▸ Record list
######

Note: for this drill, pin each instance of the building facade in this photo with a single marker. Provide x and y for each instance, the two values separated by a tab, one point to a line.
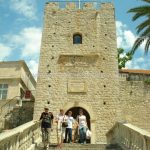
78	65
15	80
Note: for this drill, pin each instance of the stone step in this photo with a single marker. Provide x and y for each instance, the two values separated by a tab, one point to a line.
81	147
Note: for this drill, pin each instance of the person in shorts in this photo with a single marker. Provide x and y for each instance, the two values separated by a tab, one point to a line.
46	126
60	118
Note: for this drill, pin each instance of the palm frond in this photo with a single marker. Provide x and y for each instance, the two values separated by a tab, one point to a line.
147	1
147	45
140	11
136	44
146	32
138	15
143	25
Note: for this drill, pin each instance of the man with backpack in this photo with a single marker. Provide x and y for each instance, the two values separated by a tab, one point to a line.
46	126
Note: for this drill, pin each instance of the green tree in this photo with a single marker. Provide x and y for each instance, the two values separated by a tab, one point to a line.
123	57
143	29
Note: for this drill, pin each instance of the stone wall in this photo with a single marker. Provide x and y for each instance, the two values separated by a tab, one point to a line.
80	75
135	101
19	115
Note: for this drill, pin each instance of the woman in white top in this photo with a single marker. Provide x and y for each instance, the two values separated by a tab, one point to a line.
68	134
82	126
60	118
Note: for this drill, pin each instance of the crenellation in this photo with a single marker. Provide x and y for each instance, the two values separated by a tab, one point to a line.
87	6
71	6
74	6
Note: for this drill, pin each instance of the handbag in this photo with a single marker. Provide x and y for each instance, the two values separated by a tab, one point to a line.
64	123
88	134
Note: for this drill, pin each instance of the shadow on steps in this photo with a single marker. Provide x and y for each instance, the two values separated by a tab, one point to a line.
81	147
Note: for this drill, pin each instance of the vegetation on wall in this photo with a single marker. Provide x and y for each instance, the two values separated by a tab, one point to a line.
123	57
143	29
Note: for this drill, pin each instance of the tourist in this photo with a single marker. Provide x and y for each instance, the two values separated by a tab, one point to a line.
81	118
46	126
68	134
60	119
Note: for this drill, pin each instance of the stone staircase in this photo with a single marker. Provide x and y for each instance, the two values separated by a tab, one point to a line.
81	147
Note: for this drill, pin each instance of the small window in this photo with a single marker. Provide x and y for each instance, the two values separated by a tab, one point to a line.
3	91
77	39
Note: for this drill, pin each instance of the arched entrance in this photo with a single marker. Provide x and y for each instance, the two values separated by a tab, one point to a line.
75	113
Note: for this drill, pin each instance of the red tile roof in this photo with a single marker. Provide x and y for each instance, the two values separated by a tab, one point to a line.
136	71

######

▸ Stated goal
Reproduce every row above word for word, but leave the picture out of your answer.

▸ Solution to this task
Note: for this drill, pin each instance of the building facade in this photo with a single marker. Provide x and y for each instance, the two values separated by a tab, one point to a line.
78	65
15	80
Note: for this drill, pin each instance of the stone step in this photo with a single marker. Provide x and y for each instance, the two values separated by a tab, one point to a line.
81	147
Note: for this drill, pin each instance of the person in shorts in this photo with a single marker. Provide x and y for each instance, the two values separated by a tab, one point to a line.
46	126
60	118
Note: for this drill, pin each instance of the palm frond in this photo with a single marker. Provide x and y for each instance, the two values separated by a tab, one point to a line.
147	1
147	45
140	11
136	44
146	32
138	15
143	25
Note: for this drill, pin each instance of the man with backpack in this photo with a single marker. Provide x and y for each instance, the two values separated by a tab, one point to a line.
46	126
Note: for this drill, pin each instance of the green tree in this photo with a single marker. Provide x and y for each instance, the two values separated by a tab, one point to a line.
123	57
143	29
Note: for this drill, pin each instance of the stone wall in this photo with a single marker. Provide x and y for each instance, the two values separated by a tab, one point to a line.
80	75
135	101
19	115
Note: for this drill, pin each instance of the woman in white top in this photo with a single marker. Provide x and y for each instance, the two values separated by a tab, one point to a line.
68	134
82	126
60	118
Note: for this drill, pin each instance of the crenellation in this photo with a single marker. Provide x and y for each instance, the two values separated by a tab, one point to a line.
87	6
71	6
74	6
Note: for this drill, pin each instance of the handbag in this photo with a single marker. Provide x and y for each instance, the two values separated by a tab, one point to a line.
64	123
88	134
Note: for this drill, pin each instance of the shadow on steps in this photo with a single marker. Provide x and y for each instance, the two values separated by a tab, one point to a line.
81	147
Note: for this drill, pin each instance of the vegetation on wall in this photo with a single marker. Provide x and y for each instance, the two values separated by a tab, one point to a line.
123	57
143	29
Note: for this drill, pin each instance of the tourist in this photo with a single marker. Provide x and y for each instance, the two values separated by a tab, one point to a line.
81	118
46	126
68	134
60	119
Note: for this drill, pin each instance of the stone staircase in this photo with a single marker. Provide x and y for each instance, the two values separated by a tab, one point to a line.
81	147
Note: for this drill, pin each instance of the small window in this photo with a single marker. Provide x and y for each instance, the two values separated by a tab, one point to a line.
3	91
77	39
Note: for this drill, pin each instance of the arched entrance in this photo with a single marker. Provide x and y for each instance, the two values separated by a tab, one point to a line.
75	113
Note: for this drill, pin each instance of the red tile roof in this photo with a single marker. Provide x and y for each instance, the two values separated by a tab, one point to a line.
136	71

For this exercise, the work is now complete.